[BEGIN RECORDS FOR THE TASK]

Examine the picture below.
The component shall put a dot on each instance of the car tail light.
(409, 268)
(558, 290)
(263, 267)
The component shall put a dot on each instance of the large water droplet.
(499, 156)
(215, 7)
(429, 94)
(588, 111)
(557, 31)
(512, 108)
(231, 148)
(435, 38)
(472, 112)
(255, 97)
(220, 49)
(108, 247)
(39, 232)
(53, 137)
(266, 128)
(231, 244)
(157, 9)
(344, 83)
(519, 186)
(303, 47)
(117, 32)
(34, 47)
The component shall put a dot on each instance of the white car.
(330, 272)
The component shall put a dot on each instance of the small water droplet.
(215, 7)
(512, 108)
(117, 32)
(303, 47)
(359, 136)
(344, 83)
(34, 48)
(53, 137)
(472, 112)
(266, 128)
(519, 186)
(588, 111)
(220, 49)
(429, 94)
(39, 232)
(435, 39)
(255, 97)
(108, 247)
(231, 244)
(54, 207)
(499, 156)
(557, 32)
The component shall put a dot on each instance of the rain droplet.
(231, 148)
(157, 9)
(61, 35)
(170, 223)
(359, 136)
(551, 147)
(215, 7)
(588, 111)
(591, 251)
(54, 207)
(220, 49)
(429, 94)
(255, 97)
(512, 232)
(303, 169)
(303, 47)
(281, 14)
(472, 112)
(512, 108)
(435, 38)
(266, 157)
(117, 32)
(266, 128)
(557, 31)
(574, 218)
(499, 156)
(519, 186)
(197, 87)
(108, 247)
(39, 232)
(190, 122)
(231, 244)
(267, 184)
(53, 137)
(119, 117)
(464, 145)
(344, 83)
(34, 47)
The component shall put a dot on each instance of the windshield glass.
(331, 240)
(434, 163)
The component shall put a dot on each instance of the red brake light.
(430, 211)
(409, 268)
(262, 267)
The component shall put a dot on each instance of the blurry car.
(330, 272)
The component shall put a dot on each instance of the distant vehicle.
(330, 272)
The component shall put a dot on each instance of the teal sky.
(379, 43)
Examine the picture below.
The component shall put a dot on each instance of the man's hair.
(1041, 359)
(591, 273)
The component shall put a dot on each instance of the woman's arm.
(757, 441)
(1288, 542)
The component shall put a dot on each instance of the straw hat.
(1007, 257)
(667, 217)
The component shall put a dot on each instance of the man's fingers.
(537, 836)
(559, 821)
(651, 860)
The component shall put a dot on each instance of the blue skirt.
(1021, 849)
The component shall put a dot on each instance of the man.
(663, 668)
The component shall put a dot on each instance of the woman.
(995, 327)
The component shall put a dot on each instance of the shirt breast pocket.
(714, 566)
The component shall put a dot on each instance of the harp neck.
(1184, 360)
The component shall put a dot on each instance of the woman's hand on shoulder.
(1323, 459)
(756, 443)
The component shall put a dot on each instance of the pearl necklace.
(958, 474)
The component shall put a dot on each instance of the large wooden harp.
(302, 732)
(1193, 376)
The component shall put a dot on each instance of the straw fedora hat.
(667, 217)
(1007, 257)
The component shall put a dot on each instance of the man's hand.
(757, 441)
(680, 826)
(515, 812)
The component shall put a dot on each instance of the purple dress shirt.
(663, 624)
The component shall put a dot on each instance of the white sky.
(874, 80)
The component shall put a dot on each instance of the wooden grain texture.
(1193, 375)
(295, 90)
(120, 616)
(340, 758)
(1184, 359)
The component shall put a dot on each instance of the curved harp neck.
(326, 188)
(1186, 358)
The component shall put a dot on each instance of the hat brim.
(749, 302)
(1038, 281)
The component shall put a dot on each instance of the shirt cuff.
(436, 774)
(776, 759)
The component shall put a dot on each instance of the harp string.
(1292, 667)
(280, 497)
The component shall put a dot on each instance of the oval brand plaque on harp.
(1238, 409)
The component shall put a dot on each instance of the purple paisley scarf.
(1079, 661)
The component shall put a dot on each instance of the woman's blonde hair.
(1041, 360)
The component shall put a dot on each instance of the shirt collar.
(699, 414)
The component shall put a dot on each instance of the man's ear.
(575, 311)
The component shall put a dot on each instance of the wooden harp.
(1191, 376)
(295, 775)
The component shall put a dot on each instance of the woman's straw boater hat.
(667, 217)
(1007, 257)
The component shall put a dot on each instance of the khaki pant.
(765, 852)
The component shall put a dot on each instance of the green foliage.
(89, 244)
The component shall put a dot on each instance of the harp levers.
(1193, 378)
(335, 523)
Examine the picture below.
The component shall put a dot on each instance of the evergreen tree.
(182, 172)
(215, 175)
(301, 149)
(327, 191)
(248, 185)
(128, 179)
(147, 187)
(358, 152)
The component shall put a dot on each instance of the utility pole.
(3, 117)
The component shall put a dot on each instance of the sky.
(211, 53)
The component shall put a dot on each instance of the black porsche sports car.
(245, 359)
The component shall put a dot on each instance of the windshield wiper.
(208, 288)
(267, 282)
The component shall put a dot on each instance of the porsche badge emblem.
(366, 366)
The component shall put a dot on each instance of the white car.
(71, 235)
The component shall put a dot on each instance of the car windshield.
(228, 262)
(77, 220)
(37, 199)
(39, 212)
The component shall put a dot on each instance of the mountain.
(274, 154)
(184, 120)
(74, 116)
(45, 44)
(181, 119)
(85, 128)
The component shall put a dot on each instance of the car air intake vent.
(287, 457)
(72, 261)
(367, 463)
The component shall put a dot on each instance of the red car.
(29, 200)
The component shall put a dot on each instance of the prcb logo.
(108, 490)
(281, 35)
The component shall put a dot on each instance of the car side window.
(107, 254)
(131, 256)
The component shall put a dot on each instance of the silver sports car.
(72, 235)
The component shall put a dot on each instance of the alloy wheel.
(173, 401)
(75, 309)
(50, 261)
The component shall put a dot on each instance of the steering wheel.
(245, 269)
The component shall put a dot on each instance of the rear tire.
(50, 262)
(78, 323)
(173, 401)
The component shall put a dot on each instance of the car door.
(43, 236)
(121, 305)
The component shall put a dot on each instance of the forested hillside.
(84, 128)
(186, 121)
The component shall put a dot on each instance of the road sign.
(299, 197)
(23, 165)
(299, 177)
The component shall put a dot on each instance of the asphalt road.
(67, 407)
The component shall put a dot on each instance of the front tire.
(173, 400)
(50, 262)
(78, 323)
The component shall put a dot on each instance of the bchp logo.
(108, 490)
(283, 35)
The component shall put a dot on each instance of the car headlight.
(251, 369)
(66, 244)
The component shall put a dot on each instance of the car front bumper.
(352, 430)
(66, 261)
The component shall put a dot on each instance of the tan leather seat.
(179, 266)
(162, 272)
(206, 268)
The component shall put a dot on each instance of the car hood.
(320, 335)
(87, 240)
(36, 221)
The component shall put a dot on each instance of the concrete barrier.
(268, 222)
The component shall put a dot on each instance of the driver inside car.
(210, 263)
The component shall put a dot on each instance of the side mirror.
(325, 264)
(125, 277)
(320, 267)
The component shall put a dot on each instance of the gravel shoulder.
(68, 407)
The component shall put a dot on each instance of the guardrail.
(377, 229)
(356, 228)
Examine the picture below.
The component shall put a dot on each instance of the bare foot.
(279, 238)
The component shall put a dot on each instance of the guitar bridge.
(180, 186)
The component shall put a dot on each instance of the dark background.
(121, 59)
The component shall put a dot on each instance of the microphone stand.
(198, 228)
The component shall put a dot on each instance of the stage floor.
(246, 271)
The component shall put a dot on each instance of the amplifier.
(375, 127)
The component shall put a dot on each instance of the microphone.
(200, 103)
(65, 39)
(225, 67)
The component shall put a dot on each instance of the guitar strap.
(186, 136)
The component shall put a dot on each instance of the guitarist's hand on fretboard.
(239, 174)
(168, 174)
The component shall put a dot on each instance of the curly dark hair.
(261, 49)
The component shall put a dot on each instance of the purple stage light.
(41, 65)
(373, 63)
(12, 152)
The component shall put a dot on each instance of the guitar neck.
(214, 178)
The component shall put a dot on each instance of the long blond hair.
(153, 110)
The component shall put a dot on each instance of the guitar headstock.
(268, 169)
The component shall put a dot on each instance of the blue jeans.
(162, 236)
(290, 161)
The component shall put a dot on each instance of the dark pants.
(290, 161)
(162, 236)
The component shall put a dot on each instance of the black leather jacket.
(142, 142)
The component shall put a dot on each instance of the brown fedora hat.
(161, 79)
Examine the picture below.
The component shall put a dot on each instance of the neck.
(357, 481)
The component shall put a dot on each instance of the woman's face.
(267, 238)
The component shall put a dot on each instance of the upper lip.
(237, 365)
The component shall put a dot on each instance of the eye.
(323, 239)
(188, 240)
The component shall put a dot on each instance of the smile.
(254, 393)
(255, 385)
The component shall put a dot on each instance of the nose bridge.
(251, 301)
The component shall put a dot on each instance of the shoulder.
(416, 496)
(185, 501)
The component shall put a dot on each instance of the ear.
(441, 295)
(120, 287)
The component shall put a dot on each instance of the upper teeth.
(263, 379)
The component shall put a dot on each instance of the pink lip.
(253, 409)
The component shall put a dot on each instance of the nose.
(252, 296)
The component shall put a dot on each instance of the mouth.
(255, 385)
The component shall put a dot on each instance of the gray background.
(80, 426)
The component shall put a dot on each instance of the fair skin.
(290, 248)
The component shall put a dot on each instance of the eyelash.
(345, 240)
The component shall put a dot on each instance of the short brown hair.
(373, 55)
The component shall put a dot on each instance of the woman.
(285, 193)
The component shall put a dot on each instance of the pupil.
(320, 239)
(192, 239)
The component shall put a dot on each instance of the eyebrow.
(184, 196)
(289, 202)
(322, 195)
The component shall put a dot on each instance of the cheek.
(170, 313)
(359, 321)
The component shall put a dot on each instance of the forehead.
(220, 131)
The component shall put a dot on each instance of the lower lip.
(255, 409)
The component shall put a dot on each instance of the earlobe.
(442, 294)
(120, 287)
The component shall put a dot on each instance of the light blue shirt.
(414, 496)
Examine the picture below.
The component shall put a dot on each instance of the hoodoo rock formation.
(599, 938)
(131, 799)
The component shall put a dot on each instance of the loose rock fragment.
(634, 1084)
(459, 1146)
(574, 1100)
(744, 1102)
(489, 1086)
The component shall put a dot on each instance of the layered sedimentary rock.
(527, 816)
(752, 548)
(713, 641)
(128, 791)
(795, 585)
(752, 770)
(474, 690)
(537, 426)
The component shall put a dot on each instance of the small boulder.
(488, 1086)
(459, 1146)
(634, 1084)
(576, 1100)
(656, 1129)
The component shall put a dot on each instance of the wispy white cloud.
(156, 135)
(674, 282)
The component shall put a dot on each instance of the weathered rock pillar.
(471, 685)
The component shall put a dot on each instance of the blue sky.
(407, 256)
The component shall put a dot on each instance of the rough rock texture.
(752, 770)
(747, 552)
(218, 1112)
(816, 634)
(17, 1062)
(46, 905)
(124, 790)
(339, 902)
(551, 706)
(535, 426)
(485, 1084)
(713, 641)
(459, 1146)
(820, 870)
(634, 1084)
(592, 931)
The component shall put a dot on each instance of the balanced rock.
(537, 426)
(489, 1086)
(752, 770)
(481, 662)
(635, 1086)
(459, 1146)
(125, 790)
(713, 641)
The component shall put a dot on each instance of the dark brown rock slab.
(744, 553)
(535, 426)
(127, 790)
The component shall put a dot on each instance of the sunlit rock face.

[END RECORDS FOR THE TASK]

● **OBJECTIVE**
Starting at the line that contains "the balanced rock." and ending at the last line of the data, output those lines as a numbered list, leaving out any blank lines.

● **SOLUTION FOR THIS PROBLEM**
1. The component shall put a dot on each instance of the balanced rock.
2. (537, 426)
3. (489, 1086)
4. (752, 770)
5. (481, 662)
6. (635, 1086)
7. (459, 1146)
8. (125, 790)
9. (713, 641)
10. The component shall put a dot on each instance of the dark brown rock slab.
11. (744, 553)
12. (535, 426)
13. (127, 790)
14. The component shall put a dot on each instance of the sunlit rock face.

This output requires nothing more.